- OBJECTIVE:
Print, exactly and completely, every entry in the data.

[Start]

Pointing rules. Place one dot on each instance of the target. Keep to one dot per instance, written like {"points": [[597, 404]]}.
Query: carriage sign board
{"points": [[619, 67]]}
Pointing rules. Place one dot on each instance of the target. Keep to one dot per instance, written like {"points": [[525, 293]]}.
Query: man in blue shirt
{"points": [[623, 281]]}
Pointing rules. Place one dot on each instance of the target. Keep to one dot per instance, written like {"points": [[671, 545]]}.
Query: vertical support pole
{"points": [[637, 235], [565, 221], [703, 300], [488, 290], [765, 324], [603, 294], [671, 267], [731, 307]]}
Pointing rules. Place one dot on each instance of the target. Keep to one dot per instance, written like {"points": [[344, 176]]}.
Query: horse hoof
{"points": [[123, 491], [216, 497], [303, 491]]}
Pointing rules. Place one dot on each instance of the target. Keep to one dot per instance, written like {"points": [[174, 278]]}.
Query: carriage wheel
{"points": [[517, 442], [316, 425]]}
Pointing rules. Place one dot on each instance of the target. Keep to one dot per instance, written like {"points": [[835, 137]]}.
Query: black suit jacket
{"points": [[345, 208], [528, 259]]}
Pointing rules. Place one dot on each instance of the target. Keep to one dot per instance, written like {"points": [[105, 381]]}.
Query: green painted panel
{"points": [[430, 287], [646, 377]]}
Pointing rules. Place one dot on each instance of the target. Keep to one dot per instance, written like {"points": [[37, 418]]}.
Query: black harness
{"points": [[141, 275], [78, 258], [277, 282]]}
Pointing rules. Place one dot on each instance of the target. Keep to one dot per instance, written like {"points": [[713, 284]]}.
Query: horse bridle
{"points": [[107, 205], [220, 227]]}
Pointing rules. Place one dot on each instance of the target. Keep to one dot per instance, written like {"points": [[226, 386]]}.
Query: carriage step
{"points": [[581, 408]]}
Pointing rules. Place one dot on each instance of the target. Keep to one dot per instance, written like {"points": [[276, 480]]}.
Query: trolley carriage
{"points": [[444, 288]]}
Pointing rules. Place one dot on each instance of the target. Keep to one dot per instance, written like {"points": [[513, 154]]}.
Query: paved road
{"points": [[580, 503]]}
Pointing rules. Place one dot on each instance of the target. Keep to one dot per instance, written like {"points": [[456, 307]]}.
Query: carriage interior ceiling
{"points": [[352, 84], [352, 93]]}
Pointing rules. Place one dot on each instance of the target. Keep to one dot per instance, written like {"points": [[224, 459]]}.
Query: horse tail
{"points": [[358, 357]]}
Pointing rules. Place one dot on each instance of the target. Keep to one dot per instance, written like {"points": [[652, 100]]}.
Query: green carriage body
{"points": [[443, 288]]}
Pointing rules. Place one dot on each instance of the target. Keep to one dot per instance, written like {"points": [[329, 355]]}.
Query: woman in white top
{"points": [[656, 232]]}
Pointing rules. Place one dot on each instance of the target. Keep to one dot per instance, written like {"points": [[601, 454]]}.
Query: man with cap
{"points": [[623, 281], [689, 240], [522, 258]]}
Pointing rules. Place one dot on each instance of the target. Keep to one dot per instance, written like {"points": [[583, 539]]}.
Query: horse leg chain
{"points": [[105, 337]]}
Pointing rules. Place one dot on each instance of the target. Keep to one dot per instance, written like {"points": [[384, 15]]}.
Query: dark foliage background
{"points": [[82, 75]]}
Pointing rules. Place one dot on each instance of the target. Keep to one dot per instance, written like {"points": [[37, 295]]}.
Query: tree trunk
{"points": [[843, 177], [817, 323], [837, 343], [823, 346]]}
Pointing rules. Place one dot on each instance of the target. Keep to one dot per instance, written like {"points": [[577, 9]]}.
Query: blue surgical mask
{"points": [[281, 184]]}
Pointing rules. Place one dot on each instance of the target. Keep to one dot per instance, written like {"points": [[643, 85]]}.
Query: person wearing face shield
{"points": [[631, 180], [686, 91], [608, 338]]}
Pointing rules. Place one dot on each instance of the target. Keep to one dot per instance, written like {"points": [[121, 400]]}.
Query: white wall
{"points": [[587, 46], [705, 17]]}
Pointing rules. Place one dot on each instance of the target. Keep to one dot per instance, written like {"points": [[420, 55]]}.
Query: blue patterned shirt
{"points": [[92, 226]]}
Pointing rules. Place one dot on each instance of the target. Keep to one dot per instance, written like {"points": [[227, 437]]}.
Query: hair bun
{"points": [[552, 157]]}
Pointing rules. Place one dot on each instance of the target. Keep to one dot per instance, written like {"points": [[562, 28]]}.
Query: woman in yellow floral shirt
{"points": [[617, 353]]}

[End]

- SOLUTION TO THE PROBLEM:
Pointing rules. Place one dot on each instance of the target. Keep to one dot per instance, written like {"points": [[597, 404]]}.
Query: carriage sign board
{"points": [[619, 67]]}
Pointing rules. Place one dot on each instance of the target. Keep to one dot per instance, written like {"points": [[525, 293]]}.
Query: man in blue shirt
{"points": [[623, 281]]}
Pointing rules. Place one dot on each instance of the target. Keep to one dot per instance, written like {"points": [[671, 545]]}.
Query: vertical support pole
{"points": [[637, 235], [565, 221], [703, 300], [488, 290], [765, 324], [603, 294], [671, 267], [731, 307]]}
Pointing rules. Place one dot on each instance of the target. Keep to one dot per instance, written like {"points": [[344, 176]]}.
Query: horse hoof
{"points": [[123, 491], [216, 497], [303, 491]]}
Pointing rules. Place one dot on each instance of the target. Keep to one dot per instance, written like {"points": [[174, 278]]}.
Query: carriage wheel
{"points": [[517, 442], [316, 425]]}
Pointing rules. Place one dot on each instance of the target. Keep to one dot per instance, written like {"points": [[835, 137]]}.
Query: black suit jacket
{"points": [[345, 208], [528, 259]]}
Pointing rules. Place one dot on each instance of the target. Keep to one dot per instance, written like {"points": [[105, 381]]}.
Query: green painted panel
{"points": [[430, 287], [646, 377]]}
Pointing rules. Place one dot on each instance of the target. Keep to one dot per instance, written like {"points": [[37, 418]]}.
Query: black harness
{"points": [[141, 275], [78, 258], [277, 282]]}
Pointing rules. Place one dot on each instance of the target. Keep to one dot per instance, written like {"points": [[713, 284]]}.
Query: horse bridle
{"points": [[107, 205], [220, 227]]}
Pointing rules. Place one dot on each instance of the target. Keep to one dot per instance, written like {"points": [[226, 386]]}.
Query: carriage step
{"points": [[581, 408]]}
Pointing rules. Place one dot on each instance of the target. Keep to one dot per instance, written like {"points": [[276, 480]]}.
Query: trolley carriage
{"points": [[444, 288]]}
Pointing rules. Place one dot on each instance of the target. Keep to one dot per instance, written like {"points": [[513, 154]]}.
Query: paved road
{"points": [[580, 503]]}
Pointing rules. Place one dot on each instance of the target. Keep to one dot per instance, written like {"points": [[456, 307]]}.
Query: carriage interior ceiling
{"points": [[352, 84], [352, 93]]}
Pointing rules. Place one dot on each instance of the target. Keep to one dot per instance, written like {"points": [[224, 459]]}.
Query: horse tail
{"points": [[358, 357]]}
Pointing rules. Place one dot on each instance of the target. Keep to one dot per instance, written like {"points": [[652, 100]]}.
Query: green carriage body
{"points": [[443, 288]]}
Pointing rules. Place one dot on each instance of the target. Keep to one dot per instance, written like {"points": [[329, 355]]}.
Query: woman in white top
{"points": [[656, 232]]}
Pointing rules. Place one dot on each instance of the target. Keep to one dot per instance, written like {"points": [[601, 454]]}.
Query: man with cap
{"points": [[623, 281], [689, 240], [522, 258]]}
Pointing rules. Place one dot on each instance of the target. Keep to one dot per instance, written like {"points": [[583, 539]]}.
Query: horse leg chain
{"points": [[105, 337]]}
Pointing rules. Place one dot on each instance of the target. Keep to one dot per instance, written like {"points": [[384, 15]]}.
Query: dark foliage background
{"points": [[82, 75]]}
Pointing rules. Place one dot on each instance of the target. Keep to one dot per instance, written like {"points": [[37, 295]]}.
Query: tree trunk
{"points": [[843, 177], [817, 323], [837, 343], [823, 346]]}
Pointing rules. Place one dot on each instance of the target. Keep to one dot per instance, written like {"points": [[577, 9]]}.
Query: blue surgical mask
{"points": [[281, 184]]}
Pointing rules. Place one dot on each instance of the target. Keep to one dot per instance, written like {"points": [[643, 85]]}.
Query: person wearing face shield
{"points": [[631, 180], [686, 91], [608, 338]]}
Pointing rules. Place one dot on each instance of the target. Keep to one dot per instance, written like {"points": [[121, 400]]}.
Query: white wall
{"points": [[587, 46], [705, 17]]}
Pointing rules. Place one dot on each instance of the target. Keep to one dot per instance, written like {"points": [[420, 55]]}.
Query: blue patterned shirt
{"points": [[92, 226]]}
Pointing rules. Place one dot on each instance of the target. Keep to one dot per instance, written like {"points": [[227, 437]]}.
Query: hair bun
{"points": [[552, 157]]}
Pointing rules. Place one dot on each instance of the target. Keep to one dot per instance, written like {"points": [[562, 28]]}.
Query: woman in yellow floral shirt
{"points": [[617, 353]]}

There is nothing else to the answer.